- TASK DATA
▼

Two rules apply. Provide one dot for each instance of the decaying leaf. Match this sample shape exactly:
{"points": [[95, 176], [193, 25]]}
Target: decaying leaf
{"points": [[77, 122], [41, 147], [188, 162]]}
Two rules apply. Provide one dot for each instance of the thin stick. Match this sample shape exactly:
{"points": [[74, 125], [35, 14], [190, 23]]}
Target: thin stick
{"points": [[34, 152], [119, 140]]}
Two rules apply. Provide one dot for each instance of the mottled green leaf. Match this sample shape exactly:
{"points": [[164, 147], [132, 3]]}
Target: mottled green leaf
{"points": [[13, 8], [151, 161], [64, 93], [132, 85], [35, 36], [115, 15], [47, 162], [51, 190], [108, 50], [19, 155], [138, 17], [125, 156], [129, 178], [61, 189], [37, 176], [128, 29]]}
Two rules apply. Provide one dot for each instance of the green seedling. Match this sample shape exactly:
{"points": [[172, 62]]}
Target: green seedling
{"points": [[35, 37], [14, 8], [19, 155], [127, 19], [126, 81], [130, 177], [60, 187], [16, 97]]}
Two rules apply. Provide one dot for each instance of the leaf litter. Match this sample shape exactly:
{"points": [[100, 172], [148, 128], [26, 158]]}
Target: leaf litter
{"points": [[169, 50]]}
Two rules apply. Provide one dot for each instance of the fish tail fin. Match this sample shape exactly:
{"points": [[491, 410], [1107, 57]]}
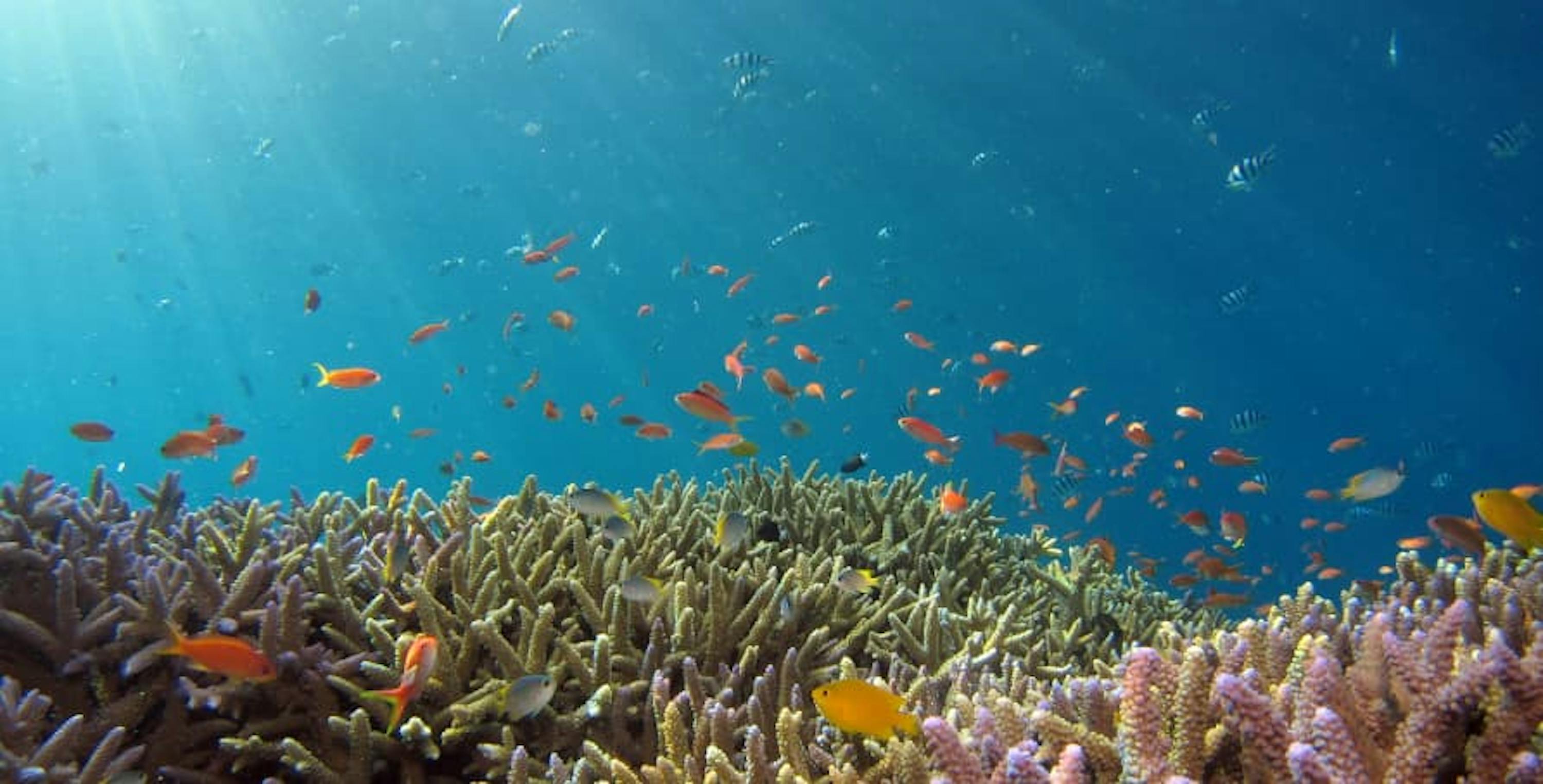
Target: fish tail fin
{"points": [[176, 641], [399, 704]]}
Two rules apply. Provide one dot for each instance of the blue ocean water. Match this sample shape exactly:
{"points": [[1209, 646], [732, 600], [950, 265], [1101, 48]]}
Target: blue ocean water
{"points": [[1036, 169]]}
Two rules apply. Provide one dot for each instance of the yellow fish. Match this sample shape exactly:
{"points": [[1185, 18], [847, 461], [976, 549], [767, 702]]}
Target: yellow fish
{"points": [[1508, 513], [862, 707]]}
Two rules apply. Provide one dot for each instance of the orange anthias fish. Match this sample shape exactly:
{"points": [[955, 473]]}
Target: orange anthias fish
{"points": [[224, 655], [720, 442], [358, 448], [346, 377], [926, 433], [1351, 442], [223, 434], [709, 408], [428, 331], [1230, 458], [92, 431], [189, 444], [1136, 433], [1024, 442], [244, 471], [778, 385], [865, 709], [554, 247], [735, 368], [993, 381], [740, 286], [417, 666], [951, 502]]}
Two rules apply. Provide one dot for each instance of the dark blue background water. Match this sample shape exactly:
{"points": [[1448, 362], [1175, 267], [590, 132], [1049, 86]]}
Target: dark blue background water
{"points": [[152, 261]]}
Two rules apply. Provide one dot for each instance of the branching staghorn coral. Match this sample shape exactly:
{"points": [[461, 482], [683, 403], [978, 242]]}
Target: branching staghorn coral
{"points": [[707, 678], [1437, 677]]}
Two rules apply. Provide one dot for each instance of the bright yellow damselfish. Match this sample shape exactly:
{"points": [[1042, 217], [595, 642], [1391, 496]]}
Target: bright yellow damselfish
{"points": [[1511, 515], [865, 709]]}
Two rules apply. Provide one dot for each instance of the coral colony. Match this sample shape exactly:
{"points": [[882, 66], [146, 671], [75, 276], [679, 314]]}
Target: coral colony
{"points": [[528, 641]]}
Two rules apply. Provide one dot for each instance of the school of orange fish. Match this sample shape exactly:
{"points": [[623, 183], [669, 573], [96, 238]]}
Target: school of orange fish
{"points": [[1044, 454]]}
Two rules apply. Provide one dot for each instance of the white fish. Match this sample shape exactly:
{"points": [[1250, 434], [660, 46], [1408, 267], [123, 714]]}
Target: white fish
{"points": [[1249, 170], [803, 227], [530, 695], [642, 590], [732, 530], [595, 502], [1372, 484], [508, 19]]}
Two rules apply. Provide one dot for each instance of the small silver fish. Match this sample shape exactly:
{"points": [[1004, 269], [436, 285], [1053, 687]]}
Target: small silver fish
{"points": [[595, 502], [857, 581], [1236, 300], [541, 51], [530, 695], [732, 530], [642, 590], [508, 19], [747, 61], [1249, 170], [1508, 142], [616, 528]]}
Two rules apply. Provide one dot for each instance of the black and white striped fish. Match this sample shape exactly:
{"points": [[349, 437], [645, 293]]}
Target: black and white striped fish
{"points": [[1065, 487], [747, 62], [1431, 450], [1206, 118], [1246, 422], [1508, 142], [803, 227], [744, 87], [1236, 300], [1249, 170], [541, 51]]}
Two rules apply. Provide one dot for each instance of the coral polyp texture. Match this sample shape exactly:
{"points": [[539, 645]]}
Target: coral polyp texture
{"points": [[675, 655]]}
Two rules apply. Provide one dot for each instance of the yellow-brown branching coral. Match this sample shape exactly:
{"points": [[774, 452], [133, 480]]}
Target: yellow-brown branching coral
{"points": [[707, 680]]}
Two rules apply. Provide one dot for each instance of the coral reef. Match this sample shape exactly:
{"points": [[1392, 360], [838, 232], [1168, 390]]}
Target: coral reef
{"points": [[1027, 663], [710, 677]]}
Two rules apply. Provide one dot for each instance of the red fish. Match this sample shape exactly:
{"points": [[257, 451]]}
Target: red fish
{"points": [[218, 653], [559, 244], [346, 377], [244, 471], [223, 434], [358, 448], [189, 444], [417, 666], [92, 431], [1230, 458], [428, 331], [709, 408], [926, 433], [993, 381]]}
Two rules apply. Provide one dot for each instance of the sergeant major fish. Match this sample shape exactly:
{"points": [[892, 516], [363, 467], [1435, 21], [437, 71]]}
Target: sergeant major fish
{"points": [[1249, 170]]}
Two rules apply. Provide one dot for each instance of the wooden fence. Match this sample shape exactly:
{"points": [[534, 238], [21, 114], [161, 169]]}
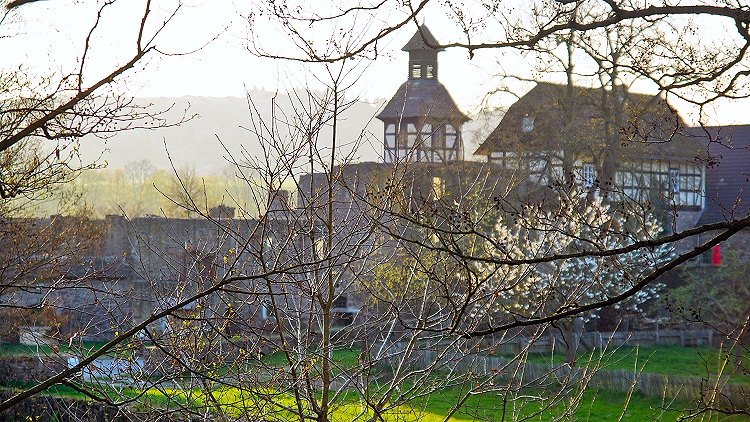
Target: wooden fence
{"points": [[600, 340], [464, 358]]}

▲
▼

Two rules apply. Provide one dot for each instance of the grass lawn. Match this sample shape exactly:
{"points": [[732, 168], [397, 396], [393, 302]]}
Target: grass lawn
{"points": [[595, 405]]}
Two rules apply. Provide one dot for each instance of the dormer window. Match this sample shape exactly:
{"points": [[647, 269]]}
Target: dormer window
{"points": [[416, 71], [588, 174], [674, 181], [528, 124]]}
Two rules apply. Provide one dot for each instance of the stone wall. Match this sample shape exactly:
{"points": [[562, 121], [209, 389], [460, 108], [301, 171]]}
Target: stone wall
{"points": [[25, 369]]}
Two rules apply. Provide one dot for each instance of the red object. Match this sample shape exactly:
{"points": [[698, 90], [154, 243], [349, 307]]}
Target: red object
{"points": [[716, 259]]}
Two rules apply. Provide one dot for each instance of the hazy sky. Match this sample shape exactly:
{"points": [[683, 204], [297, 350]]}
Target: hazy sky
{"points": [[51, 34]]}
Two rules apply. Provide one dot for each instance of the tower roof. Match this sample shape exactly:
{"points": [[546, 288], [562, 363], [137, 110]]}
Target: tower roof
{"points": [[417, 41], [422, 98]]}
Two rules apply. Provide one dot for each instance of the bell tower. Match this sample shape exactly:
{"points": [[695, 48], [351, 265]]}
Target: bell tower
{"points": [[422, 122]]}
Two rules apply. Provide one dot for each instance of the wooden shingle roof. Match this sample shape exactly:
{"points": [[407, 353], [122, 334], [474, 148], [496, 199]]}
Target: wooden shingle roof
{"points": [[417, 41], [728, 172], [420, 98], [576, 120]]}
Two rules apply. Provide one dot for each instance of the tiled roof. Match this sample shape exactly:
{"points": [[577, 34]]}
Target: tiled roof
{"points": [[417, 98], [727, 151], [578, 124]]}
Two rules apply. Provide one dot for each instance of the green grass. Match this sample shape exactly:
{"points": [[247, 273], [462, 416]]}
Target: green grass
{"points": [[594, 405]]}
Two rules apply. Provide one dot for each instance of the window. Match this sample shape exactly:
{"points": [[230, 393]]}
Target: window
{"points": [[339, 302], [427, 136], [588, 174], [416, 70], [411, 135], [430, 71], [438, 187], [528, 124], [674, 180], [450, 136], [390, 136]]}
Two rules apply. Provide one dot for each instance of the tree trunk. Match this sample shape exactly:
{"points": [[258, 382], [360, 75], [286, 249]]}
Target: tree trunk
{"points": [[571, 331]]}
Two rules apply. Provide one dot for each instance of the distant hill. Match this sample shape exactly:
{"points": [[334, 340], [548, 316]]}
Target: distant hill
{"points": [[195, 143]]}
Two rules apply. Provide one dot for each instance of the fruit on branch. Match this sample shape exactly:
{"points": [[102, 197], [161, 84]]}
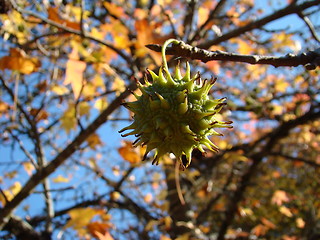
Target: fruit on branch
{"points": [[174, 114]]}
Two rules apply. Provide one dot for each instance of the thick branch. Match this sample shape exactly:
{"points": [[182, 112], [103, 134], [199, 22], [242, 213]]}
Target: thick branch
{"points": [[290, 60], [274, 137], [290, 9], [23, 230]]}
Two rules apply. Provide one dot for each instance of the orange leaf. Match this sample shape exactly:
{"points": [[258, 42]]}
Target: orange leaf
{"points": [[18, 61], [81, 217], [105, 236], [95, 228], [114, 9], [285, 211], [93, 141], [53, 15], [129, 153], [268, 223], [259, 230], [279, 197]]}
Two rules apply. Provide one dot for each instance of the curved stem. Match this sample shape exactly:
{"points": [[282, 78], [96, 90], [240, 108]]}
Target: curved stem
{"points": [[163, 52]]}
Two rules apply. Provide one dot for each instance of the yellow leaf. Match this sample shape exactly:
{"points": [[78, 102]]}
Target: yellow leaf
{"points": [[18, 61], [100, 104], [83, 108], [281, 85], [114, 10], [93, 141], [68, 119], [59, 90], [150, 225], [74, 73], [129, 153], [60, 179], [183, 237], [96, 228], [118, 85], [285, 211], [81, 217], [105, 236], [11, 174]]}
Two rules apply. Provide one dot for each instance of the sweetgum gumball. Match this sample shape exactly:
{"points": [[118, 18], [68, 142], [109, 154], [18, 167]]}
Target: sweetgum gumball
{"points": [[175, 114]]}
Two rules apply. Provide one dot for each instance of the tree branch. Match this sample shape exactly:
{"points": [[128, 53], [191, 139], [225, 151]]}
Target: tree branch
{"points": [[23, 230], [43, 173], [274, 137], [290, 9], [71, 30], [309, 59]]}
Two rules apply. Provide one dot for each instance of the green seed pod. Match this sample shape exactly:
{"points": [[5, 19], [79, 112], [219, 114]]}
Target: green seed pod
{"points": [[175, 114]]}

▲
▼

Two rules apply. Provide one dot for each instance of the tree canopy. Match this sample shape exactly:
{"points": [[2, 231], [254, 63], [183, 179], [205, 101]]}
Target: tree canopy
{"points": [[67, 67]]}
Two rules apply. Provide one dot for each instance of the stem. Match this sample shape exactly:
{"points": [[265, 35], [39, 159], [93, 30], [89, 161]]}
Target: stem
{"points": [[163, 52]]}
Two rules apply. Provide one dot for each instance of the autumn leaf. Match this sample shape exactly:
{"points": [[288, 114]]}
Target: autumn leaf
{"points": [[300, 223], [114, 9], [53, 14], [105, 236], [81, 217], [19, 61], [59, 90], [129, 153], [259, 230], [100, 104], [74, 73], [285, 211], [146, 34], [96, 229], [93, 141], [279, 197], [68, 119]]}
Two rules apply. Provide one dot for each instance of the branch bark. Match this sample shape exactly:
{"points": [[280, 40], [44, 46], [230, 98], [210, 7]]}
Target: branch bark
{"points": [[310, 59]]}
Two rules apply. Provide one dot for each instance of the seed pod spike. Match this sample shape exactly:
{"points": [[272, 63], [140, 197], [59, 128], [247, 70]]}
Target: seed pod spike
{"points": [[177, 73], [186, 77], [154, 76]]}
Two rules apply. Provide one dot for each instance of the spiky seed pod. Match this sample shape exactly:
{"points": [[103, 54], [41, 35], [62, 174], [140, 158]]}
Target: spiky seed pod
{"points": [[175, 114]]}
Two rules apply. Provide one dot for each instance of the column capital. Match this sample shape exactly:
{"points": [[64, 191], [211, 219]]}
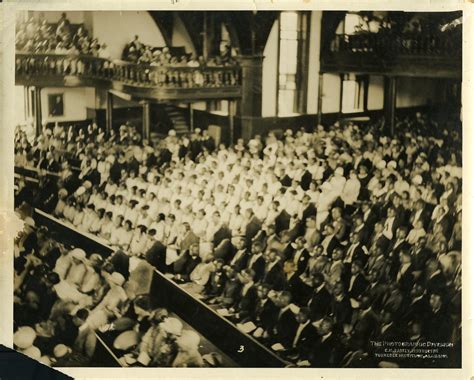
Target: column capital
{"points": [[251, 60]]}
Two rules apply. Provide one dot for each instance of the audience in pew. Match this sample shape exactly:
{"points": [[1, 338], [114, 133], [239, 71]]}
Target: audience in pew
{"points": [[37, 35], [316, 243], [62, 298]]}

▲

- PROBLEM TO SOLVE
Return each line from the data above that contains the word "fruit".

- ANSWER TO THE EXERCISE
Two rules apply. Provide one dot for each instance of the fruit on branch. Match this sample shape exactly:
Target: fruit on branch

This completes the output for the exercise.